------ Passage provided ------
Lingyun Zhang, Bin jin, Gaojian Ge, Lunhui Liu, Xuewen Shen, Mingyong Wu, Houqian Zhang, Yongneng Jiang, Shiqi Chen, Shi Pu

2024-06-21

HARE: HumAn pRiors, a key to small language model Efficiency

Summary

This paper discusses a new approach called HARE, which focuses on using human knowledge to improve the efficiency of small language models (SLMs) in deep learning.

What's the problem?

As large language models (LLMs) have become more popular, the focus has shifted to making them bigger and using more data. However, this often leads to ignoring the valuable insights that human knowledge can provide when creating training data. Many existing small language models rely heavily on large amounts of data scraped from the web, which can be inefficient and may not perform well in situations where resources are limited.

What's the solution?
------ Data for analysis ------
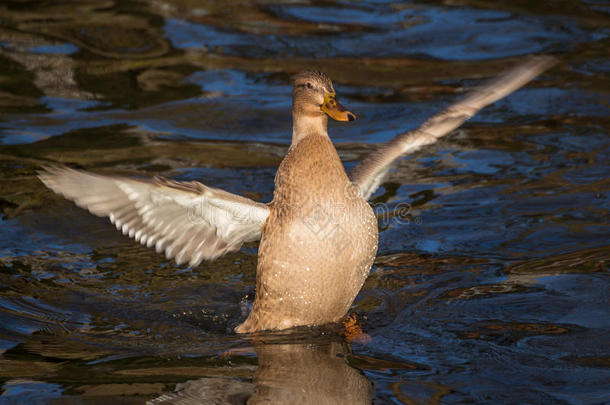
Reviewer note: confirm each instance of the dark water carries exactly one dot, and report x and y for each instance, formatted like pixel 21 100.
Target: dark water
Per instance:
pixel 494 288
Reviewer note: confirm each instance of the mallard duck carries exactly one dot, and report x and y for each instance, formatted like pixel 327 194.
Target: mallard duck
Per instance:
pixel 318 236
------
------ Data for analysis ------
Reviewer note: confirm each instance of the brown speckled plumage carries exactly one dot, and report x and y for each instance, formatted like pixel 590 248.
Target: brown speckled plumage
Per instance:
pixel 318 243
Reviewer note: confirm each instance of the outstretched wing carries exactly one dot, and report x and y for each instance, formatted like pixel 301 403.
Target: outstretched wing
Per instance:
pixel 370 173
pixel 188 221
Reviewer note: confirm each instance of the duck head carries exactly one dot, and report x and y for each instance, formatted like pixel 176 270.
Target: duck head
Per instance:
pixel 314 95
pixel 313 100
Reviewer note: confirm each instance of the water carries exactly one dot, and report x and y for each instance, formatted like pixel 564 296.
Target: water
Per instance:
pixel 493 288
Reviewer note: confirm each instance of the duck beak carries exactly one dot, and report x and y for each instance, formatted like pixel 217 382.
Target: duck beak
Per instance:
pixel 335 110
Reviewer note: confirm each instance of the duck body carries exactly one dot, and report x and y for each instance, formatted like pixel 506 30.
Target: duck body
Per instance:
------
------ Data for analysis ------
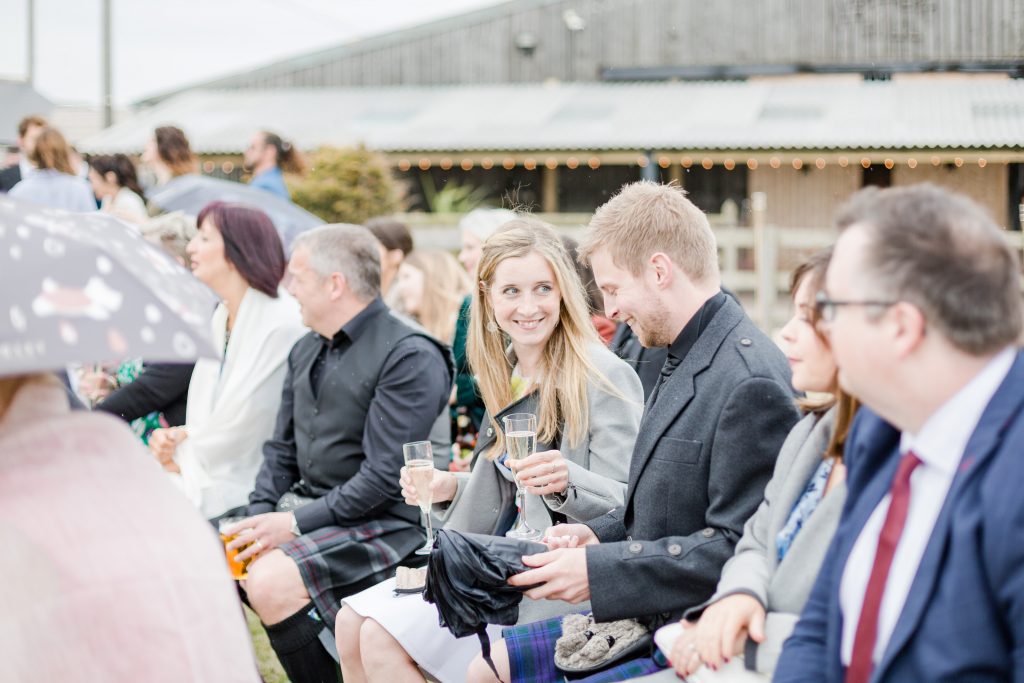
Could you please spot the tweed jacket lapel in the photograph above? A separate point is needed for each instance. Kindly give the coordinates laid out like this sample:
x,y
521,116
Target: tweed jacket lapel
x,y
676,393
------
Problem description: Why does the HARE summary say that the insights of human knowledge are often ignored when creating training data? Answer in one to three sentences. Rely only on the HARE summary here.

Exercise output: As large language models became more popular, the focus shifted to making them bigger and using more data. That emphasis often leads to ignoring the valuable insights that human knowledge can provide when creating training data.